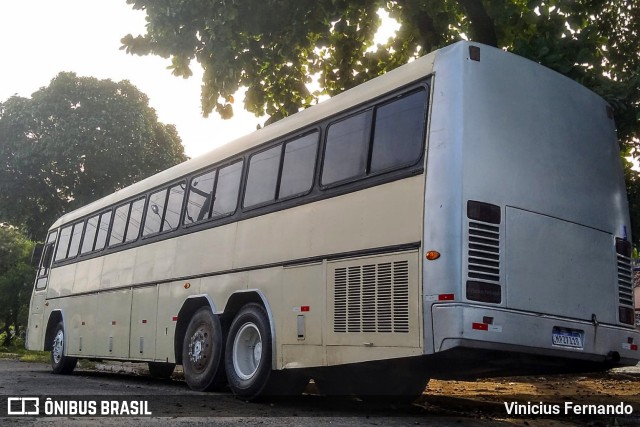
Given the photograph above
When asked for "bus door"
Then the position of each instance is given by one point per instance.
(36, 316)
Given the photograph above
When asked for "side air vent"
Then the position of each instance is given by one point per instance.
(483, 256)
(625, 278)
(372, 298)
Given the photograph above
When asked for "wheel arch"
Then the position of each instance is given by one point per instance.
(239, 299)
(55, 317)
(190, 305)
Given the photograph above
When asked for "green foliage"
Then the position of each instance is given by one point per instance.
(273, 47)
(16, 280)
(73, 142)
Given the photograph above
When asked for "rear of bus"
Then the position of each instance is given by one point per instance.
(526, 205)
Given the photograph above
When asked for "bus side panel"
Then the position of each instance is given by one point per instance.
(113, 323)
(37, 322)
(443, 205)
(301, 322)
(144, 307)
(81, 320)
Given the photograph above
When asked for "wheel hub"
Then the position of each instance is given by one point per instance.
(58, 346)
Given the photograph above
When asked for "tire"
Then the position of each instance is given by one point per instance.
(161, 370)
(248, 352)
(60, 363)
(202, 351)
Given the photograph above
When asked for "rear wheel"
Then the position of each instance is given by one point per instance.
(161, 370)
(202, 352)
(60, 363)
(248, 352)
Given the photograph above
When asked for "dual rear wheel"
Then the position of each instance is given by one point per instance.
(244, 361)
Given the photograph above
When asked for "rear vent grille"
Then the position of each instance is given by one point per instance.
(625, 277)
(484, 252)
(625, 281)
(372, 298)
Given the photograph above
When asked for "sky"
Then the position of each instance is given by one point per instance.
(41, 38)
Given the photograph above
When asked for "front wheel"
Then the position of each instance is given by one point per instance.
(60, 363)
(248, 352)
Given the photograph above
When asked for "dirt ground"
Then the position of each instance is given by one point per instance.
(486, 398)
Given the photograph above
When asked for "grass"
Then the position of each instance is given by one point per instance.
(17, 351)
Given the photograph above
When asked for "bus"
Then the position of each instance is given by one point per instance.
(462, 215)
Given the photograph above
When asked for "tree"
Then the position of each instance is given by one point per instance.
(73, 142)
(16, 280)
(273, 47)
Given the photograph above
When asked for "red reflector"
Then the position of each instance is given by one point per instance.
(480, 326)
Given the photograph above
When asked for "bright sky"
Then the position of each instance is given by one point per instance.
(40, 38)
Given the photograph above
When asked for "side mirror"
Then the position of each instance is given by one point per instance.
(37, 254)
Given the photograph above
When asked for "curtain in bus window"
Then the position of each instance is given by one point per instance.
(75, 239)
(155, 210)
(298, 166)
(346, 149)
(90, 234)
(226, 198)
(63, 245)
(174, 207)
(103, 229)
(47, 254)
(262, 177)
(135, 219)
(119, 224)
(399, 132)
(200, 196)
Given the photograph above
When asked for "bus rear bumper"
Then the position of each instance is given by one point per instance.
(495, 335)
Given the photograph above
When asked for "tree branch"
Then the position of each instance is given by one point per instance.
(482, 26)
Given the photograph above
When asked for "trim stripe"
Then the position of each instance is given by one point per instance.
(297, 262)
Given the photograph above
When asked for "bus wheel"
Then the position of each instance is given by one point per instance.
(60, 363)
(248, 352)
(161, 370)
(202, 351)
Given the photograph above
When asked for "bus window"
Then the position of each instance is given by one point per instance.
(399, 132)
(155, 210)
(298, 166)
(47, 256)
(263, 176)
(103, 229)
(174, 207)
(226, 199)
(200, 195)
(76, 236)
(90, 234)
(63, 245)
(347, 148)
(119, 224)
(135, 219)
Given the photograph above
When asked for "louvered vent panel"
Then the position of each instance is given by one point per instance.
(484, 252)
(372, 298)
(625, 280)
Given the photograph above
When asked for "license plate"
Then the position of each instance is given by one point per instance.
(567, 338)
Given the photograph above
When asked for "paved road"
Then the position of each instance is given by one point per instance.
(171, 402)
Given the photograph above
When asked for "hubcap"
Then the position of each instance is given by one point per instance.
(200, 348)
(247, 351)
(58, 346)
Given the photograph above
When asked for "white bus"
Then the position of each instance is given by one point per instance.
(462, 215)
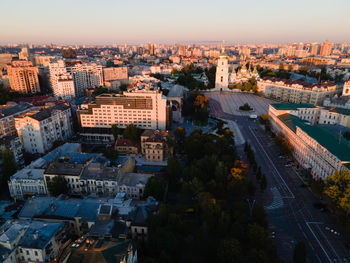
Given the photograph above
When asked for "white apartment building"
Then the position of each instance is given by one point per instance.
(39, 129)
(86, 75)
(27, 182)
(61, 81)
(296, 92)
(315, 148)
(346, 88)
(7, 114)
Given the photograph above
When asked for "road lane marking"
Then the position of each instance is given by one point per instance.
(318, 241)
(273, 165)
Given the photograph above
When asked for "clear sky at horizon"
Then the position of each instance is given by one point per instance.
(163, 21)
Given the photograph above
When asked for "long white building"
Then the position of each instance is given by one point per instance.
(315, 147)
(144, 107)
(296, 92)
(39, 129)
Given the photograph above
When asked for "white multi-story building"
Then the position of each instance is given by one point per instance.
(296, 92)
(61, 81)
(316, 148)
(145, 107)
(39, 129)
(86, 75)
(346, 88)
(7, 114)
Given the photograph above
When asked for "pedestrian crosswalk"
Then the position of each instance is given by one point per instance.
(277, 201)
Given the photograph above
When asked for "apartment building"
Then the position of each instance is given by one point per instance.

........

### EXERCISE GOAL
Pictures aside, give the data again exactly as it appears.

### RESPONSE AREA
Given the photograph above
When asked for "bus door"
Then the position of each instance is given by one point per instance.
(36, 316)
Given the photograph above
When asked for "side air vent"
Then the position of each instance is given by one point per instance.
(483, 256)
(625, 278)
(372, 298)
Given the photograph above
When asked for "wheel arch"
Then the position of each instance is given by one point per instance.
(239, 299)
(55, 317)
(190, 305)
Given the photograph above
When asked for "green foliage"
Then the position of each instance is given by one point per instance.
(273, 47)
(16, 280)
(73, 142)
Given the photograph above
When asked for "rear of bus"
Then the position of each instance is given by one point per instance.
(526, 205)
Given the photograph above
When asked for "bus side panel"
Then the position of each instance is given by one point per instance.
(113, 323)
(37, 322)
(443, 205)
(301, 322)
(144, 307)
(81, 320)
Given the photograph above
When asked for "wheel hub"
Then the position of each instance is given by one point per instance.
(58, 346)
Given the photograph above
When asked for "tire"
Then the position of each instance is given by one point per instance.
(161, 370)
(248, 352)
(60, 363)
(202, 351)
Given the photograph above
When asked for "rear wheel"
Then the position of each instance is given by one point per instance.
(161, 370)
(202, 352)
(60, 363)
(248, 352)
Given the photograph above
When asked for "dual rear wheel"
Then the position of each instance is given by one point per instance.
(244, 361)
Given the photograph above
When asked for "rear vent grille"
Then the position of each instance is given by one point per instance.
(625, 277)
(484, 252)
(625, 281)
(372, 298)
Given the photograph above
When asked for "sky"
Then the position of each instance is given by one point per instance.
(41, 38)
Given the photograph above
When asked for "front wheel"
Then the position of each instance is given by one point per instance.
(60, 363)
(248, 352)
Given the photograph above
When asked for "dirt ground"
Then the position of each instance is given by one point per instance.
(486, 398)
Given the photograph above
When asked for "grass"
Then the position of each instance is given by one point per instance.
(17, 351)
Given the photograph above
When asked for "bus"
Then the position of each instance is given by one point per instance.
(462, 215)
Given the photograph above
When asked for "tree"
Then the position of each instance is given by one point per instance.
(73, 142)
(16, 280)
(273, 47)
Given the photograph above
When asked for "red reflector"
Then the position of each instance is given by one point per instance.
(480, 326)
Given the photograph above
When asked for "bright sky"
Then the position of each instance is given by one point per instance.
(40, 38)
Given the photograph above
When asked for "side mirror"
Then the position of each instance is given by one point per instance.
(37, 254)
Given the photograph above
When asked for "curtain in bus window"
Then the position of each instance is given by one point per instance.
(75, 239)
(155, 210)
(298, 166)
(346, 149)
(90, 234)
(226, 198)
(63, 245)
(174, 207)
(103, 229)
(47, 254)
(262, 177)
(135, 219)
(119, 224)
(399, 132)
(200, 196)
Given the photograph above
When asked for "bus rear bumper"
Then the position of each instance is given by one point per instance.
(495, 335)
Given the photograph above
When asked for "tree branch"
Then the position of each instance is given by one point per instance.
(482, 26)
Given the photograph above
When asked for "trim stripe"
Then the position of each instance is given by one point per instance.
(297, 262)
Given the photograph above
When asked for "bus wheel"
Then the position of each instance is given by one point per instance.
(60, 363)
(248, 352)
(161, 370)
(202, 351)
Given the photograph above
When asked for "bus window"
Then the position of each instance is given by one point per instance.
(399, 132)
(155, 210)
(298, 166)
(47, 256)
(263, 176)
(103, 229)
(174, 207)
(226, 199)
(200, 195)
(76, 236)
(90, 234)
(63, 245)
(347, 148)
(119, 224)
(135, 219)
Given the photograph above
When asked for "louvered vent panel"
Then the position of each instance is given by one point per instance.
(484, 252)
(372, 298)
(625, 280)
Given the photograph above
When asked for "license plate"
Then the position of each instance is given by one point per instance.
(567, 338)
Given the photograph above
When asked for "paved road"
Then the position of each instance is given by one point per instance.
(171, 402)
Given the photograph above
When asked for "hubcap"
Then the position of each instance is given by one point per instance.
(200, 348)
(247, 351)
(58, 346)
Given the photograph above
When asked for "white bus"
Then the position of each instance is given by one point per instance.
(462, 215)
Given the photograph above
When asked for "white apartment building"
Then the position of each instance is given by one point per instance.
(39, 129)
(86, 75)
(27, 182)
(61, 81)
(296, 92)
(315, 148)
(346, 88)
(7, 114)
Given the photograph above
When asked for "road lane marking"
Then the position of each instance is given by one point per instance.
(318, 241)
(273, 165)
Given the photograph above
When asked for "clear sky at horizon"
Then the position of each instance is given by one point per instance.
(163, 21)
Given the photograph above
When asked for "long white building"
Then the position of each instance is given by one point per instance.
(315, 147)
(144, 107)
(296, 92)
(39, 129)
Given the photograph above
When asked for "white multi-story building"
Then the position of each instance is given by one point per instance.
(296, 92)
(61, 81)
(316, 148)
(145, 107)
(39, 129)
(86, 75)
(346, 88)
(7, 114)
Given the photograph above
When asked for "pedestrian crosswalk"
Then the position of each instance is given by one point per instance.
(277, 201)
Given the photograph above
When asked for "apartment building"
Then the position of each instance is given by one point per instance.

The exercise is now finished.